## Exercise goal
Sum up the text below on token-based authentication in two sentences.

Token-Based Authentication

WARNING: Before you start using access tokens, please visit our wiki page for powerauth-crypto for more information about this feature.

The tokens are simple, locally cached objects, producing timestamp-based authorization headers. Be aware that tokens are NOT a replacement for general PowerAuth signatures. They are helpful in situations when the signatures are too heavy or too complicated for implementation. Each token has the following properties:

  • It needs a PowerAuth signature for its creation (e.g., you need to provide a PowerAuthAuthentication object)
  • It has a unique identifier on the server. This identifier is not exposed to the public API, but you can reveal that value in the debugger.
  • It has a symbolic name (e.g., “MyToken”) defined by the application programmer to identify already created tokens.
  • It can generate timestamp-based authorization HTTP headers.
  • It can be used concurrently. Token’s private data doesn’t change over time.
  • The token is associated with the PowerAuthSDK instance. So, you can use the same symbolic name in multiple SDK instances, and each created token will be unique.
  • Tokens are persisted in the KeychainFactory service and cached in the memory.

## Dataset extract
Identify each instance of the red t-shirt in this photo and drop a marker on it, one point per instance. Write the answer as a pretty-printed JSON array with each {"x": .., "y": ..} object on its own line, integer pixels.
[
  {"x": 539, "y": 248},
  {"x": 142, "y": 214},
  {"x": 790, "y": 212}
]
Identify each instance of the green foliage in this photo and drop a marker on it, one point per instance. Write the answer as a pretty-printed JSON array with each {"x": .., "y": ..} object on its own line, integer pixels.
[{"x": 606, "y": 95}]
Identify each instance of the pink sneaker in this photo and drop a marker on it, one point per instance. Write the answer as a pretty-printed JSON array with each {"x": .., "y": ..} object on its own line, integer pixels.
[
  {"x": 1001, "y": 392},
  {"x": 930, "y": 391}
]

## Final result
Tokens are simple, locally cached objects that produce timestamp-based authorization headers and help when PowerAuth signatures are too heavy or complicated to implement, though they are not a replacement for those signatures. Each token needs a PowerAuth signature to be created, has a unique identifier on the server and a symbolic name chosen by the programmer, can be used concurrently, is tied to its PowerAuthSDK instance, and is persisted in the KeychainFactory service and cached in memory.